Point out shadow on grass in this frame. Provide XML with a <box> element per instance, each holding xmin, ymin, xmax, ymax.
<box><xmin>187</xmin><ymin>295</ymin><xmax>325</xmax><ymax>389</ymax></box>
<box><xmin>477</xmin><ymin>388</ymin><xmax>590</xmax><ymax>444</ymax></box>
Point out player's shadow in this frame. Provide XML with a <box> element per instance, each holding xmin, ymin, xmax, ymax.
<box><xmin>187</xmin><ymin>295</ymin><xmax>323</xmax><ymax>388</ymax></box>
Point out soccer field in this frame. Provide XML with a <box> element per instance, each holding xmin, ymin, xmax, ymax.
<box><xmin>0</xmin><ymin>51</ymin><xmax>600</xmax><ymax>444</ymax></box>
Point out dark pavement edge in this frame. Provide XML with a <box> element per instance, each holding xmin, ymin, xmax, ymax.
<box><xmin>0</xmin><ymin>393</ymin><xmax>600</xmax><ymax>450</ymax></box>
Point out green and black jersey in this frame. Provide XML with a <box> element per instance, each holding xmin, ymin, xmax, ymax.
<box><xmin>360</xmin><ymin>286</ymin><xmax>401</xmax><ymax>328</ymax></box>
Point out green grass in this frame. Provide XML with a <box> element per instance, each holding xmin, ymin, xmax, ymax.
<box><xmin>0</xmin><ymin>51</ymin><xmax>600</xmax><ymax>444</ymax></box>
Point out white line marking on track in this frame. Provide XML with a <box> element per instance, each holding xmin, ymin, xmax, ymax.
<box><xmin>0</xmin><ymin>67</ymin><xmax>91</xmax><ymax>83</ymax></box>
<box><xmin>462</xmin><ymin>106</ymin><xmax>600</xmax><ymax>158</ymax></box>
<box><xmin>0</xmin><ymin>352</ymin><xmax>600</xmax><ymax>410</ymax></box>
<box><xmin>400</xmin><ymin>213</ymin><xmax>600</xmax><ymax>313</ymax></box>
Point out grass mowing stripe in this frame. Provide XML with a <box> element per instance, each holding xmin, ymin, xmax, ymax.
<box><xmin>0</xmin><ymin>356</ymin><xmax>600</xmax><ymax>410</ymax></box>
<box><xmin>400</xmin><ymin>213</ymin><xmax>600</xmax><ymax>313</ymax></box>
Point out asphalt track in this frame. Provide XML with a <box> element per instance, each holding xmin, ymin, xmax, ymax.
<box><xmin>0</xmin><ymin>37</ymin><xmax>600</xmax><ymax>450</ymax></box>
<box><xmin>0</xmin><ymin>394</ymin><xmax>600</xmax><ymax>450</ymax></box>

• **Problem requirements**
Show every line in the entries above that contains the word "green".

• **Output of the exercise**
Point out green and black jersey in this frame. Provide XML with a <box> element per instance, each holding xmin, ymin, xmax, ymax.
Point out green grass in this frame. Provide XML with a <box> element per instance, each holding xmin, ymin, xmax, ymax.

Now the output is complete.